> **Problem requirements**
Quote the data verbatim, starting at the line that contains "Annotate the large" and ending at the line that contains "column 539, row 138", with both of those lines included.

> **Source material**

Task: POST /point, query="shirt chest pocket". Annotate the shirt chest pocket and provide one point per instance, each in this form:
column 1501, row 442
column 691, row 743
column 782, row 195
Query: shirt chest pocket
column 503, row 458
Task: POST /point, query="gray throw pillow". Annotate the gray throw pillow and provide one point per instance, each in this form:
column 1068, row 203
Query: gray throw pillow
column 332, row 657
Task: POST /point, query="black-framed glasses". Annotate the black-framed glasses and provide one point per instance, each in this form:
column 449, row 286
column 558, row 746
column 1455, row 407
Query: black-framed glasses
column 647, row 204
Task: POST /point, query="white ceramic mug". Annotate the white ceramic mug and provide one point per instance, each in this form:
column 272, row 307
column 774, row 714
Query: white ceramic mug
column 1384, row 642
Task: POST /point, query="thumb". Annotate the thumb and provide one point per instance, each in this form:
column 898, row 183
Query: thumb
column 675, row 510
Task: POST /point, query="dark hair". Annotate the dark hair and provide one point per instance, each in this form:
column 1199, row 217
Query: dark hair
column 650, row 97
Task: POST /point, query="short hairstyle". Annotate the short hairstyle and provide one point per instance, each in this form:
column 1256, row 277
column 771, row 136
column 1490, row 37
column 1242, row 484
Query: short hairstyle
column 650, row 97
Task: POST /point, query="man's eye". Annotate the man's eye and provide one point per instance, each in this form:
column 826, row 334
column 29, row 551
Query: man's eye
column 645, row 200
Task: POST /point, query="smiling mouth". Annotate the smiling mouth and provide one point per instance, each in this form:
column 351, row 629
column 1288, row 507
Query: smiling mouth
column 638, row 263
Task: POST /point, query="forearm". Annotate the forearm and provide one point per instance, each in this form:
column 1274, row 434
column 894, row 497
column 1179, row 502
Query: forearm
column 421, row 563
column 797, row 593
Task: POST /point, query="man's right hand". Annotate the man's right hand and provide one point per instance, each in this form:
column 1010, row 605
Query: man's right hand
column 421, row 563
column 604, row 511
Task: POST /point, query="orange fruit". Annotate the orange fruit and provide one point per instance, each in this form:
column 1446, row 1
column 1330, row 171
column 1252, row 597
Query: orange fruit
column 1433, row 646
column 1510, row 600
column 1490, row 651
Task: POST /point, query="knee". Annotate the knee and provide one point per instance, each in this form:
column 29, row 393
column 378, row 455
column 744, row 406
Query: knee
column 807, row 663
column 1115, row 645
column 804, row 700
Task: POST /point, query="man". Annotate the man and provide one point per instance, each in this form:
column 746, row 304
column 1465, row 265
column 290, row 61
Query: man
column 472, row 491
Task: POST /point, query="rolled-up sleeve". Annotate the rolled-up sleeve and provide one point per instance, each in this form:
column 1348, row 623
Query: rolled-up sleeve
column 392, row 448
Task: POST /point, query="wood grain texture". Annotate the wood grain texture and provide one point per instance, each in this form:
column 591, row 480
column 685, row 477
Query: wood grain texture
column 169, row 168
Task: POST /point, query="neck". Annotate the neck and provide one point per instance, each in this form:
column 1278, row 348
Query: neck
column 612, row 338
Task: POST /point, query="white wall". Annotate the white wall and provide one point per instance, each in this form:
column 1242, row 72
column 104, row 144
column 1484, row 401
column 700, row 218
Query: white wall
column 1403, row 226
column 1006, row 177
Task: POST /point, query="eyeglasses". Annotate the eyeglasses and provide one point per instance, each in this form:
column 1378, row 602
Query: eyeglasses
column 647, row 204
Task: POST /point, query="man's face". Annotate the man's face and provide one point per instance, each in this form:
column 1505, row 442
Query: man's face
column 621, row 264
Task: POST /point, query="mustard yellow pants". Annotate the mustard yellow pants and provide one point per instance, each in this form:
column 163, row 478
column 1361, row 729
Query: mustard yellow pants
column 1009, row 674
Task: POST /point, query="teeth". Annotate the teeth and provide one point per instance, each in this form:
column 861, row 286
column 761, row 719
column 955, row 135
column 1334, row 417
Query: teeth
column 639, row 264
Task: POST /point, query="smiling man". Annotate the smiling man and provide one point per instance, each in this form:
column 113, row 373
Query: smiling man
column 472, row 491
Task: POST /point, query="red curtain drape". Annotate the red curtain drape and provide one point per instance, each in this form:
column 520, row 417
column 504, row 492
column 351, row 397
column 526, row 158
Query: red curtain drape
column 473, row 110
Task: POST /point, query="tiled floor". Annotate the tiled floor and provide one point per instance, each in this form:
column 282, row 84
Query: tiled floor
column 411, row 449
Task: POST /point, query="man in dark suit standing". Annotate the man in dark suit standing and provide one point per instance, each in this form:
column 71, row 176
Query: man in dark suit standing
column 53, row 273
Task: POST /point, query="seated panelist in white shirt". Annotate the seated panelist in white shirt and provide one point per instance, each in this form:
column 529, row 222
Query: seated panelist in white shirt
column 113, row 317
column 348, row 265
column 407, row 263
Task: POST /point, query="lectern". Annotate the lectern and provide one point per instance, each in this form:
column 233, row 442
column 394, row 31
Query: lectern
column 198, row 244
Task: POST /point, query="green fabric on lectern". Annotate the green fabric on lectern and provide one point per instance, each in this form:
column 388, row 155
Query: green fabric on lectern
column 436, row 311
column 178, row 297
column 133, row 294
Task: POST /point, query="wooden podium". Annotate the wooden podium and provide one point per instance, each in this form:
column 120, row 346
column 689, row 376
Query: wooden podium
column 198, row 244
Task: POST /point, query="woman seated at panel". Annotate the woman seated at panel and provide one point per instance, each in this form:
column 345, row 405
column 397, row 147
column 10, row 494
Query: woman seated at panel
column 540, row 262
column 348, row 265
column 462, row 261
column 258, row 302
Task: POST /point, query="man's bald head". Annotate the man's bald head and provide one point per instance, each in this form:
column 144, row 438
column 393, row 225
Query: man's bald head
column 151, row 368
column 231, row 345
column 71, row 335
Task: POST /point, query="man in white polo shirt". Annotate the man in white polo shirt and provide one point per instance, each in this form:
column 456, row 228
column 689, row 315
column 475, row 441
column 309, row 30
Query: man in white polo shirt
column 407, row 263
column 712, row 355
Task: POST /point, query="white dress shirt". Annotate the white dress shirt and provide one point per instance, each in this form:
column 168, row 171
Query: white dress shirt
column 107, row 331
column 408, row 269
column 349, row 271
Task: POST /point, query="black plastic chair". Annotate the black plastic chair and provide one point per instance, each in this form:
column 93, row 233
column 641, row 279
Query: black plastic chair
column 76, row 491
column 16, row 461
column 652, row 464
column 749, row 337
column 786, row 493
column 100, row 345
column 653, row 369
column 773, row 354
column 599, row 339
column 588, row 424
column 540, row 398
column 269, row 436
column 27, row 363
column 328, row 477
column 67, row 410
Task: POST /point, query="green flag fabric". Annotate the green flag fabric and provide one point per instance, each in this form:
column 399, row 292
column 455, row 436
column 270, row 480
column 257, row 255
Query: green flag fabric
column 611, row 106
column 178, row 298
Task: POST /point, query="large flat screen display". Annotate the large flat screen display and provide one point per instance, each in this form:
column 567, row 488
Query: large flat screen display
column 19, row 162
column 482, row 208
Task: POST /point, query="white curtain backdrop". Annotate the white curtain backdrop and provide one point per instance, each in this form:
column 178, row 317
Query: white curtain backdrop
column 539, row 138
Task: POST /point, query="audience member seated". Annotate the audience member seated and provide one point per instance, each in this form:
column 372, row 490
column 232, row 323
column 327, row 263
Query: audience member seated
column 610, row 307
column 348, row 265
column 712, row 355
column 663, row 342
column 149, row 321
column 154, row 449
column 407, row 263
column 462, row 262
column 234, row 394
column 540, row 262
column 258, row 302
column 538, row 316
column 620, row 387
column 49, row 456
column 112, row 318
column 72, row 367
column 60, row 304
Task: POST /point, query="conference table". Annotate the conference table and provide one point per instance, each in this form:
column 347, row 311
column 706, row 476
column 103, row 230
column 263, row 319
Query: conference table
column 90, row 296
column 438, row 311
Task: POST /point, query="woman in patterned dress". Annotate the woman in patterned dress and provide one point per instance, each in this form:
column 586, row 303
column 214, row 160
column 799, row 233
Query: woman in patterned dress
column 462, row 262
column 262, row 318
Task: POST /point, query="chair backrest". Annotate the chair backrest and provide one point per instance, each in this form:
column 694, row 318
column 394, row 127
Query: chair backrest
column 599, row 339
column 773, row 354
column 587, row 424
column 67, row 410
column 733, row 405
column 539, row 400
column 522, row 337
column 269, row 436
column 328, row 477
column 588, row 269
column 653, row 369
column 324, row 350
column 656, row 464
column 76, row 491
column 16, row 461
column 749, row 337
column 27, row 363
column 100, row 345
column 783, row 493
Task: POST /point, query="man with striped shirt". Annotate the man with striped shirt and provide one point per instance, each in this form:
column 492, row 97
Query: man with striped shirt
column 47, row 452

> **Exercise solution**
Task: POST /point, query="large flat screen display". Annotate the large flat screen display and provide one point per instance, each in this form:
column 567, row 488
Query: large flat screen display
column 19, row 162
column 482, row 208
Task: POST /point, query="white curtain backdrop". Annotate the white curtain backdrop and provide one point per instance, each in this form:
column 178, row 317
Query: white curtain backdrop
column 539, row 138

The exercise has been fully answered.